**YOUR OBJECTIVE**
Rewrite the rows from the first one through the line containing "A sample of", changing "instance" to "occurrence" and leaving everything else as it is.
────────────────────────────────────────
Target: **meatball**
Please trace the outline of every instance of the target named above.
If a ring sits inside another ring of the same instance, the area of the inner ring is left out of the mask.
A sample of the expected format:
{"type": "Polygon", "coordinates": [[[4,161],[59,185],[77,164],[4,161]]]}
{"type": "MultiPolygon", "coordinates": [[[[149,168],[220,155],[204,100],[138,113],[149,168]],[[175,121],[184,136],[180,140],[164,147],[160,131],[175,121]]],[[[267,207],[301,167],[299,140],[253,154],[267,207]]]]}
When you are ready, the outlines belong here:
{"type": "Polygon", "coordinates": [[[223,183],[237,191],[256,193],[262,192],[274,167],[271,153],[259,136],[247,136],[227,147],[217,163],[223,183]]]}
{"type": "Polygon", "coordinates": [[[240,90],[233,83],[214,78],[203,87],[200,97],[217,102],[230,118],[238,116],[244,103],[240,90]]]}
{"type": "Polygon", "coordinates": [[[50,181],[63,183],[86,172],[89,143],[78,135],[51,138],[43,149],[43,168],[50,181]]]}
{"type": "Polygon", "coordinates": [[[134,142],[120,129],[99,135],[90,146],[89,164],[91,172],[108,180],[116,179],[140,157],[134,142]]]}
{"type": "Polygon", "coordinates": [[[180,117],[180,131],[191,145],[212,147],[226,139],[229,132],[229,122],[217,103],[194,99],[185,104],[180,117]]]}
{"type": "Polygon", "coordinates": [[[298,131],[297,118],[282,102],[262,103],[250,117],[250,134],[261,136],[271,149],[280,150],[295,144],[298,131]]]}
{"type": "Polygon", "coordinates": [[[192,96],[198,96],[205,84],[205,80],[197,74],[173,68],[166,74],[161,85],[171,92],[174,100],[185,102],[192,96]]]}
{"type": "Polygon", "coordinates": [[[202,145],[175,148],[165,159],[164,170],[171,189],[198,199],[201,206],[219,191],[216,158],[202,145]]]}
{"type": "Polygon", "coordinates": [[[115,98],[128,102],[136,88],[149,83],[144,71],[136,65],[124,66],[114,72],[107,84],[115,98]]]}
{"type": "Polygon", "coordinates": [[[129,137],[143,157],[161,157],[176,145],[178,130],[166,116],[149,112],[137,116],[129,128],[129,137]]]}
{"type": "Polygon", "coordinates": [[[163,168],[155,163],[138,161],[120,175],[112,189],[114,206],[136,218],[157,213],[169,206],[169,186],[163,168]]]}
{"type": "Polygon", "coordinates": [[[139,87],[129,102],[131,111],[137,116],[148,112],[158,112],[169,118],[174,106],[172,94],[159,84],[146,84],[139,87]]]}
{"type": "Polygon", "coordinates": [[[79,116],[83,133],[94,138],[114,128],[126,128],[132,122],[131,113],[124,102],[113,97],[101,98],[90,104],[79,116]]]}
────────────────────────────────────────
**EXERCISE RESULT**
Target: **meatball**
Please trace the outline of every occurrence of the target named above.
If a ring sits inside another ring of the same occurrence, the area of the inner ring is left out of the mask.
A sample of the expected format:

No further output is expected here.